● **Brano fornito**
====
“Divide et impera” è una delle locuzioni latine più conosciute, in ragione dei successi delle sue innumerevoli applicazioni. Oggi si trovano impegnati nella sua messa in pratica, inseriti nel caldo scenario della guerra d’Ucraina, gli arcinemici della Federazione Russa, consapevoli del più grande punto debole di Mosca: l’eterogeneità etnica, risultato in potenza della sua vastità.
La variegata componente etnoculturale di uno Stato, definita da molti come una risorsa, è spesso causa di preoccupazione per chi è chiamato a evitare la nascita di centri di potere antagonisti a quello centrale, oppure quinte colonne, funzionali agli interessi di attori stranieri. In ragione maggiore se lo Stato in questione è la Federazione Russa, il più vasto al mondo, oggi precipitato in una crisi economica e impantanato in una guerra dalla quale sembra sempre più difficile trarre una vittoria. Queste circostanze saldano lo spirito della nazione ma, allo stesso tempo, possono diventare motivo d’inasprimento di spiriti secessionisti già presenti, mai del tutto sopiti.
Recenti dichiarazioni di Zelensky, a seguito dell’annuncio di Putin riguardo la mobilitazione parziale, accusano i vertici di Mosca di trattare il proprio popolo come “carne da cannone”. Il presidente ucraino tocca un tasto dolente, facendo leva sulle divisioni interne all’opinione pubblica russa, tra chi preme per un aumento d’intensità della campagna militare e chi rifiuta la guerra e i suoi sempre più evidenti e drammatici effetti.
====
● **Serie di compiti**
#1 Trascrivi parola per parola il tratto del brano che va da "La variegata componente" fino a "del tutto sopiti.".
#2 Secondo il brano, come accusa Zelensky i vertici di Mosca di trattare il proprio popolo?
#3 Riduci per favore a un elenco puntato il paragrafo del brano che comincia con "La variegata componente etnoculturale", conservandone i fatti principali.
====
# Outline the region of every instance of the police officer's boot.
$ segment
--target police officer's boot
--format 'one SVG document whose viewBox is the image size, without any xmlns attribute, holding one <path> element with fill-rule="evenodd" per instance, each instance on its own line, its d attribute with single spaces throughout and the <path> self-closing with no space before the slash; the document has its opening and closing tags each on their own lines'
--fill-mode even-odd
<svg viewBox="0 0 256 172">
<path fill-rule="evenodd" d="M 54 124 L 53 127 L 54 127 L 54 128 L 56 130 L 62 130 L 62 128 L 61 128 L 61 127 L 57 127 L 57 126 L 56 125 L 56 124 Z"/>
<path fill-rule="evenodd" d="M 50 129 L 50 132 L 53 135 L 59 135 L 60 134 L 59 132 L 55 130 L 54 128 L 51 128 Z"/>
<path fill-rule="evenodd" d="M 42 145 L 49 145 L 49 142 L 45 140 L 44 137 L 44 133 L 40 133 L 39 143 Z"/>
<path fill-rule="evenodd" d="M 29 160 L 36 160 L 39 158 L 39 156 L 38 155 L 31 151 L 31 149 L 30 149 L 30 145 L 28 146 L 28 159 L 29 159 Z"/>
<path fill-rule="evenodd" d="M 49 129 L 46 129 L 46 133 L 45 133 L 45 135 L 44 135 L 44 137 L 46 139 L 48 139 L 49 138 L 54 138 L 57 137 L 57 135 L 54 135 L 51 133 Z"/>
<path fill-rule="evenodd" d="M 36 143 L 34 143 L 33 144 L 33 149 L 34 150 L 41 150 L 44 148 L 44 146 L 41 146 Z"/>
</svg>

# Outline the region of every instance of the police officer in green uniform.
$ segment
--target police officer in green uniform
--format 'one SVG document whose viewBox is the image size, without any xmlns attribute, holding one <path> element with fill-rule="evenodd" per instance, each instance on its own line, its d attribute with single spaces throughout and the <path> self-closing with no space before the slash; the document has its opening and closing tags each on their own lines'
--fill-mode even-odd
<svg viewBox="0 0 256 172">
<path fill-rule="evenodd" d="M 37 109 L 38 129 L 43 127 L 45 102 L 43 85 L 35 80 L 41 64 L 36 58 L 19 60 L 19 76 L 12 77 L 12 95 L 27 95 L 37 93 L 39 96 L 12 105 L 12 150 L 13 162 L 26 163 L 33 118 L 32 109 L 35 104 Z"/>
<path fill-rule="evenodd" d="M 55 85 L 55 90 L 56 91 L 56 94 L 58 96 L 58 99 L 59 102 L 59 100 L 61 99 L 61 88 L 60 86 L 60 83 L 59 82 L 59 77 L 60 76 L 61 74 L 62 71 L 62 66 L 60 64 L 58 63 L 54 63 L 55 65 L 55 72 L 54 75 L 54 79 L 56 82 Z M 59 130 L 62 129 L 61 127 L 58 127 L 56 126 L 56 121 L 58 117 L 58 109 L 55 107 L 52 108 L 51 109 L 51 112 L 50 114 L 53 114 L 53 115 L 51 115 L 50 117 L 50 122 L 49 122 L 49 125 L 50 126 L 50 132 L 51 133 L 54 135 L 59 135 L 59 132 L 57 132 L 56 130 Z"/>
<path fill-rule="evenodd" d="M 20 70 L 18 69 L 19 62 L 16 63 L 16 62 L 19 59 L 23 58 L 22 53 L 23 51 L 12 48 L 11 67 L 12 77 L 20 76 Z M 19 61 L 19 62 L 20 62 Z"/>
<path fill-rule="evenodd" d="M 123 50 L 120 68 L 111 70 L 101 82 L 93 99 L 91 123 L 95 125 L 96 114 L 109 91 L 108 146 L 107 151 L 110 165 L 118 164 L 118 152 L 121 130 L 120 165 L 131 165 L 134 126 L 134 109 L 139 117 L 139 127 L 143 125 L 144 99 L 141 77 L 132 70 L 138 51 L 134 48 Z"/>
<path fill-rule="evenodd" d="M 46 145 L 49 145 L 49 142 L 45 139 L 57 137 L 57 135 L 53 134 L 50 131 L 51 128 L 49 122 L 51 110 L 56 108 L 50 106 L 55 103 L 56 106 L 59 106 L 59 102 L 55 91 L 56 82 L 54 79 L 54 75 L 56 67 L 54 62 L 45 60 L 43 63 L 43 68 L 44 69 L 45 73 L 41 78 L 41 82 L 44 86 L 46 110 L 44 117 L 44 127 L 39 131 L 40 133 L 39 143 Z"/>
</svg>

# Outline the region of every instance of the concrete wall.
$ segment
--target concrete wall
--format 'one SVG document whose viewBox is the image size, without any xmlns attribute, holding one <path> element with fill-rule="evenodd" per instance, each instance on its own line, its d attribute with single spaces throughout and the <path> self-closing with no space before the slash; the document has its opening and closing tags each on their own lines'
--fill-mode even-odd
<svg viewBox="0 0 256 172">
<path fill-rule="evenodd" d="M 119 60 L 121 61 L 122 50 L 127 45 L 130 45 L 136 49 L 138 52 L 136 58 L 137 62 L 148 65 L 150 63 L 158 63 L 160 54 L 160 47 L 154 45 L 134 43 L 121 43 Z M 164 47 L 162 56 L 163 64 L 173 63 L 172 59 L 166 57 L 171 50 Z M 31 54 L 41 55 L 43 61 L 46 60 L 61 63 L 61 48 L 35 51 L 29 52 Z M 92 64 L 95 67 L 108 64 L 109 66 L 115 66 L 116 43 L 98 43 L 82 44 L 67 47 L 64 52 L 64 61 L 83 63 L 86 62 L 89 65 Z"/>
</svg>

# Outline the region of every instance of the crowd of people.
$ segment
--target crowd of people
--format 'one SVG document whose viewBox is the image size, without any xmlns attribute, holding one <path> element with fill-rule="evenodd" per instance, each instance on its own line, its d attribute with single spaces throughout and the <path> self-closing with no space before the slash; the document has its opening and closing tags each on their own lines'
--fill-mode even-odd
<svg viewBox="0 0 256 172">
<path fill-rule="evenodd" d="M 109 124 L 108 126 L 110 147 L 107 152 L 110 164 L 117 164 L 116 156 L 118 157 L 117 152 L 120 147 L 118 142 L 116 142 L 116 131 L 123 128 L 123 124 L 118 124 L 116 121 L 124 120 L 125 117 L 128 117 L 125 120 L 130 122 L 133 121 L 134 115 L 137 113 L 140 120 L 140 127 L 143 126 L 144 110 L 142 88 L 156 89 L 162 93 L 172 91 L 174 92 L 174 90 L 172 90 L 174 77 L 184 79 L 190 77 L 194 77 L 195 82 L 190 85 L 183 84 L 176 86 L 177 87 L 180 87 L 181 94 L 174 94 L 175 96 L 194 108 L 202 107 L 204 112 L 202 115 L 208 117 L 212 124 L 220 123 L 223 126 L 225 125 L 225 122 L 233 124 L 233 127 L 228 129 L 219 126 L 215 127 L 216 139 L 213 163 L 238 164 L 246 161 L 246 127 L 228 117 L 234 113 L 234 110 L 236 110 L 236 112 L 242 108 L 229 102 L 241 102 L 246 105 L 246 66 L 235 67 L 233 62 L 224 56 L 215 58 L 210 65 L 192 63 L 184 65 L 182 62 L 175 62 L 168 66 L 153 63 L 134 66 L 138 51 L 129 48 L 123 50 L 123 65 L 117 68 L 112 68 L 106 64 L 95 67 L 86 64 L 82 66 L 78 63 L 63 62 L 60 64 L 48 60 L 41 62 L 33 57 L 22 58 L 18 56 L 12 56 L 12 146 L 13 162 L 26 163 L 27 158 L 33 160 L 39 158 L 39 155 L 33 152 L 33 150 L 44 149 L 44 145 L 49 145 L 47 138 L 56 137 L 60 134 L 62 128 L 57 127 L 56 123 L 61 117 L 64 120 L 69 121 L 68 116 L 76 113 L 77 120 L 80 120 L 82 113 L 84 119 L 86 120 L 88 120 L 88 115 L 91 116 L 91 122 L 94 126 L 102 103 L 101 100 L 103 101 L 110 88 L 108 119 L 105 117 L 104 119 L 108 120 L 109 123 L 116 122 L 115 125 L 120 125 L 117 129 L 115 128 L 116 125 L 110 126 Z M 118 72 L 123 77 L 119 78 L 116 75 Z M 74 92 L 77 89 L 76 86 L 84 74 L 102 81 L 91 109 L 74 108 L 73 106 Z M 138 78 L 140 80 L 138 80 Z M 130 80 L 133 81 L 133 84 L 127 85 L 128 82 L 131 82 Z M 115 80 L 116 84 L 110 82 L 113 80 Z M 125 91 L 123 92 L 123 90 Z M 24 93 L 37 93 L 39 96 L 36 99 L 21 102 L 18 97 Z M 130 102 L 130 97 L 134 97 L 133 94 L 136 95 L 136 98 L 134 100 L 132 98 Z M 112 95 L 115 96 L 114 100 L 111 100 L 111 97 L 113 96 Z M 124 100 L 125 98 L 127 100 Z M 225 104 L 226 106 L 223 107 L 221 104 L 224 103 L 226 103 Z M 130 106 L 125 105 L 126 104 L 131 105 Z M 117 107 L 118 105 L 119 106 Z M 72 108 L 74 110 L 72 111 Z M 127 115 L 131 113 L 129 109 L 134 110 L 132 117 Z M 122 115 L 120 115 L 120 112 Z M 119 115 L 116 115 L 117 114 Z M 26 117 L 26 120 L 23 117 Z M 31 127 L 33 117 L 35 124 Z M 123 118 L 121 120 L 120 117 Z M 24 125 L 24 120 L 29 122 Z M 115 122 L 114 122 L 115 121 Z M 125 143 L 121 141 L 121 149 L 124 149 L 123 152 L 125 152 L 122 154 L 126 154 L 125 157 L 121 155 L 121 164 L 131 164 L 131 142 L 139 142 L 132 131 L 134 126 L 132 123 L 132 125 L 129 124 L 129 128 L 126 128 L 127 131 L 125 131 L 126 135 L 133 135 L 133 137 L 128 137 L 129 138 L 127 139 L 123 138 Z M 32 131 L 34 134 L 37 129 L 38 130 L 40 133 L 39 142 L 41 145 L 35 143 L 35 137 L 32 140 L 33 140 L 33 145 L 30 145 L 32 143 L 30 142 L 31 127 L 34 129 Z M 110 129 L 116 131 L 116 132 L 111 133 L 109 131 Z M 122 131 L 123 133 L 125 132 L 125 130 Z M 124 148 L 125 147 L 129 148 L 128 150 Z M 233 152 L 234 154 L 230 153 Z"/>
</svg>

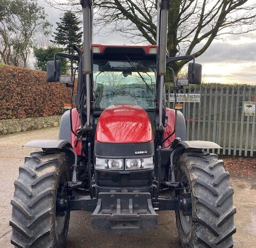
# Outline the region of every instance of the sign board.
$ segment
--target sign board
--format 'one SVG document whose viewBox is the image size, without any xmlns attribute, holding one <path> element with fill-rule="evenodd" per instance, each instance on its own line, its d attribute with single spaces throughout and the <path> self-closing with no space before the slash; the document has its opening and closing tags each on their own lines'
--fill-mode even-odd
<svg viewBox="0 0 256 248">
<path fill-rule="evenodd" d="M 177 102 L 179 103 L 199 103 L 201 94 L 177 94 Z M 174 94 L 170 94 L 170 102 L 175 102 Z"/>
<path fill-rule="evenodd" d="M 254 116 L 255 105 L 255 102 L 244 102 L 244 115 Z"/>
</svg>

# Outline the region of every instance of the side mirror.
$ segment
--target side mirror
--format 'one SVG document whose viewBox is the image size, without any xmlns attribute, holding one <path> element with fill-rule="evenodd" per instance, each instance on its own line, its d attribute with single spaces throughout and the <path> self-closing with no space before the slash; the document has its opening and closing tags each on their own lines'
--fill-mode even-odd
====
● **Risultati in ordine**
#1
La variegata componente etnoculturale di uno Stato, definita da molti come una risorsa, è spesso causa di preoccupazione per chi è chiamato a evitare la nascita di centri di potere antagonisti a quello centrale, oppure quinte colonne, funzionali agli interessi di attori stranieri. In ragione maggiore se lo Stato in questione è la Federazione Russa, il più vasto al mondo, oggi precipitato in una crisi economica e impantanato in una guerra dalla quale sembra sempre più difficile trarre una vittoria. Queste circostanze saldano lo spirito della nazione ma, allo stesso tempo, possono diventare motivo d’inasprimento di spiriti secessionisti già presenti, mai del tutto sopiti.

#2 Come "carne da cannone".

#3
- La varietà etnoculturale di uno Stato, che molti considerano una risorsa, preoccupa spesso chi deve impedire la nascita di centri di potere antagonisti a quello centrale o di quinte colonne utili agli interessi di attori stranieri.
- Questo vale ancora di più per la Federazione Russa, lo Stato più vasto al mondo, oggi in crisi economica e impantanata in una guerra sempre più difficile da vincere.
- Queste circostanze rafforzano lo spirito della nazione, ma possono anche inasprire spiriti secessionisti già presenti e mai del tutto sopiti.